Over the past three years we have worked with the Kohima Institute in Nagaland (kohimainstitute.org), North East India and the College of Medicine and Allied Health Sciences in Freetown (usl.edu.sl/comahs), Sierra Leone to understand what prevents people accessing surgical services. Teams in both countries have undertaken interviews with patients, traditional providers, hospital staff and policy makers to understand factors that lead to the low rates of essential surgery we see in both contexts.
There is no doubt that health facilities in both contexts frequently lack the essential equipment and supplies to undertake safe surgery. Surgeons in Sierra Leone talk of ‘carpenters without tools’ referencing a lack of capability to undertaken diagnostics. A lack of resource means that patients must often bring their own medicines and supplies. Staff consequently have a hard job in ensuring these items are in-date and remain effective. In North East India, the availability of anaesthetics and stocks of blood often hinder the ability to provide safe surgical care.
Yet it is factors that are beyond the basic availability of services that often present the greatest obstacles preventing people accessing surgery. In North East India, for example, the terrain is often challenging with poor roads that get worse during the rainy seasons inhibiting access to services. Rates of essential surgery fall dramatically for communities that are distant from a hospital.

:: GOAL OF THE EXERCISE ::
List each group of people that the teams interviewed, according to the text on barriers to surgical care.

[Phrase grounding data]
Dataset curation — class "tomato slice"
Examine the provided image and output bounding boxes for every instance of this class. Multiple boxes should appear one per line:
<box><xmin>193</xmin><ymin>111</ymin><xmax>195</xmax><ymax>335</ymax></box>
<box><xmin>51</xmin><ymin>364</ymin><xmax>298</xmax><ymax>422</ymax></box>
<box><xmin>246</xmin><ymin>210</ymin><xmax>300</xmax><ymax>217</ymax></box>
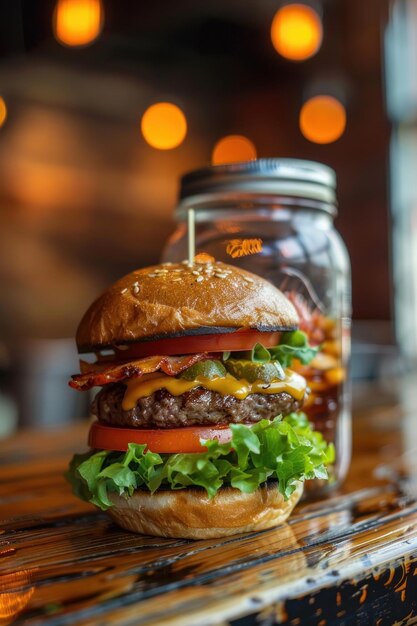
<box><xmin>115</xmin><ymin>330</ymin><xmax>280</xmax><ymax>361</ymax></box>
<box><xmin>88</xmin><ymin>422</ymin><xmax>232</xmax><ymax>454</ymax></box>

:: SOLUTION TO THIS TASK ::
Patients, traditional providers, hospital staff, and policy makers.